Pointing and labeling entries
☆ ☆ ☆ ☆

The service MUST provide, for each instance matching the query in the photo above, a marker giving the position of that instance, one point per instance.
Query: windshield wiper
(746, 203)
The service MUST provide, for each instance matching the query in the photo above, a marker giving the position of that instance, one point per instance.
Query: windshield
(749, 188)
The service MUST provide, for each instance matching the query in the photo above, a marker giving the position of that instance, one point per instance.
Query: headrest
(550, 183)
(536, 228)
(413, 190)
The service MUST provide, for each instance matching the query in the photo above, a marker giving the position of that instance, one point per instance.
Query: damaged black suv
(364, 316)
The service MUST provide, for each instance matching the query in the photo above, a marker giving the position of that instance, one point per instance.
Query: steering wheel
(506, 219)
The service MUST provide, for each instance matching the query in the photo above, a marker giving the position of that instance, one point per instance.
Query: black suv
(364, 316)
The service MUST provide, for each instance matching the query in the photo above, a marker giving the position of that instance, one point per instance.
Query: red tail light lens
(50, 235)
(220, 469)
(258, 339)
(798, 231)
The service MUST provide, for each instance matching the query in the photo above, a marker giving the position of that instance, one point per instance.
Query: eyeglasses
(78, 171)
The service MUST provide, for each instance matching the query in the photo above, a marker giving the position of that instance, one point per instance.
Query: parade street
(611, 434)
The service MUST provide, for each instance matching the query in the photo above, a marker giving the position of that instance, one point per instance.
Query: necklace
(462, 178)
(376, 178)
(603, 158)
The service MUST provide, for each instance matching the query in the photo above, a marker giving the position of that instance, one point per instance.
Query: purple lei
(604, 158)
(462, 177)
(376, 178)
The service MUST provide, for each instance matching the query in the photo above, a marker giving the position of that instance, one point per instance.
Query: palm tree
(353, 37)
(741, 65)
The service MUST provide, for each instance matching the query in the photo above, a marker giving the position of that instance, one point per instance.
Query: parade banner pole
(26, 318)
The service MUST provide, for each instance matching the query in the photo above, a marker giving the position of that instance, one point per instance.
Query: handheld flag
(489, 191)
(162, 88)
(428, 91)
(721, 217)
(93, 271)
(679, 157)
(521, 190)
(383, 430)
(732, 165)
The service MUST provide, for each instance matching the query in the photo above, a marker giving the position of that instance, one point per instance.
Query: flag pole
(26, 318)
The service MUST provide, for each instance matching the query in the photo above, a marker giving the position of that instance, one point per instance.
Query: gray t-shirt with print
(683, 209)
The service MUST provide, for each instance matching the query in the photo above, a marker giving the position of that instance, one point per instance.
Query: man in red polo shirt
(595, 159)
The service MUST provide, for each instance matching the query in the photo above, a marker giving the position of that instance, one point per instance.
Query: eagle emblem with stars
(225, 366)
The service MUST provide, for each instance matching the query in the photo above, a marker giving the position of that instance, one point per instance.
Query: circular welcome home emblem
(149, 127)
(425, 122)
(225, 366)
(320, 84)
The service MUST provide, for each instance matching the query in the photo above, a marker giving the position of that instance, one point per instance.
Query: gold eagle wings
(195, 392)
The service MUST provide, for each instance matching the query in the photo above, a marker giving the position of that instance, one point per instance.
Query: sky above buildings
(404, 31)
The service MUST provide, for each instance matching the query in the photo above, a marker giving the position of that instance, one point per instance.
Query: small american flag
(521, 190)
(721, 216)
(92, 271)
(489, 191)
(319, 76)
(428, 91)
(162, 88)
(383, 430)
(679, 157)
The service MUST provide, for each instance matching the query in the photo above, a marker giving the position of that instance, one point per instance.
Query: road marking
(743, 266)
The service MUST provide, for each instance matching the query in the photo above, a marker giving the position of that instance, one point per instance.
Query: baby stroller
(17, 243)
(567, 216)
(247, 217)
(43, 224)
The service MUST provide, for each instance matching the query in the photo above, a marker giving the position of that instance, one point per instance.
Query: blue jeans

☆ ☆ ☆ ☆

_GIVEN EXERCISE_
Using the exact wording, write out all of the records.

_SOLUTION TO THE EXERCISE_
The service MUST provide, for each instance matching the query in the photo above, a marker giving the position of that instance, one point per instance.
Query: windshield wiper
(746, 203)
The service MUST provide, for each instance matching the query in the photo above, a marker giving the position of that instance, one point per instance.
Query: windshield
(749, 188)
The service MUST provide, for each instance matching the query in the photo above, a marker giving the position of that instance, one point per instance.
Query: headrest
(550, 183)
(536, 228)
(413, 190)
The service MUST provide, for each instance matching the query in the photo above, a marker giving the position of that instance, one point per instance.
Query: damaged black suv
(364, 316)
The service MUST provide, for each instance matching the query in the photo above, a marker giving the position of that instance, one point per instance.
Query: steering wheel
(506, 219)
The service MUST provide, for each instance matching the query in the photo above, a marker giving the position of that instance, one point per instance.
Query: black suv
(364, 316)
The service MUST provide, for each instance matching the query in the photo above, a marker giving the position of that instance, one point per instance.
Query: red tail light lens
(50, 235)
(220, 469)
(258, 339)
(798, 231)
The service MUST provide, for each instance matching the query in the photo above, a marker giving the position of that instance, one point per instance.
Query: eyeglasses
(78, 171)
The service MUST provide, for each instance matching the query in the photo above, a marker giving the position of that instance, one point per instance.
Query: parade street
(611, 434)
The service MUST provide, for each instance matching the query in the photo above, a marker giving the position of that instance, one point per instance.
Query: necklace
(462, 178)
(376, 178)
(603, 158)
The service MUST provide, for each instance matching the query in the photo above, a marker giving the position of that instance, one point per instance.
Query: purple lei
(604, 158)
(462, 177)
(376, 178)
The service MUST provide, for each instance matching the query in the photo above, a marker giving the position of that instance, one point per instance.
Query: palm tree
(353, 37)
(741, 65)
The service MUST provide, for each instance matching the query in the photo above, a marker giving the position of that instance, one point per instance.
Query: parade banner pole
(26, 318)
The service MUST provide, for each instance matching the query in the photo above, a marker giving the position of that instance, one point per instance.
Query: handheld flag
(489, 191)
(162, 88)
(428, 91)
(721, 217)
(93, 271)
(679, 157)
(521, 190)
(383, 430)
(732, 165)
The service MUST provide, for each instance matching the query in the photo above, a marker giving the position of that instance, one point per instance.
Query: flag pole
(26, 318)
The service MUST provide, for each instance matching the query in the photo above, a marker giving the position of that instance, one point per instance.
Query: gray t-shirt with print
(683, 209)
The service MUST provide, for each instance matching the query in the photo above, a marker giving the position of that instance, one point per instance.
Query: man in red polo shirt
(595, 159)
The service MUST provide, for each instance matching the query in the photo above, a marker giving the position of that instance, one point per instance.
Query: eagle emblem with stars
(225, 366)
The service MUST provide, for each instance matching the query in the photo above, a marker giving the position of that instance, one point per instance.
Query: circular welcome home emblem
(149, 127)
(425, 122)
(225, 366)
(320, 84)
The service MUST provide, for each instance matching the query in the photo above, a marker giving the position of that instance, one point per instance.
Query: gold eagle wings
(195, 392)
The service MUST provide, for each instance matching the query in the photo above, a marker giving the position of that instance, one point per instance.
Query: sky above buildings
(404, 31)
The service MUST provide, for each instance matching the query in the photo above, a marker giving the position of that instance, one point per instance.
Query: small american flag
(521, 190)
(721, 216)
(92, 271)
(489, 191)
(319, 76)
(428, 91)
(162, 88)
(383, 430)
(679, 157)
The service MUST provide, for each instance matching the query in the photo above, a marker giving the position of that instance, one point per instance.
Query: road marking
(743, 266)
The service MUST provide, for each instance matching the query in the photo above, a marker giving the position of that instance, one point per instance.
Query: baby stroller
(17, 243)
(567, 216)
(247, 217)
(43, 224)
The service MUST provide, for each instance matching the query in the photo above, a marker giving the position of that instance, one point per instance.
Query: blue jeans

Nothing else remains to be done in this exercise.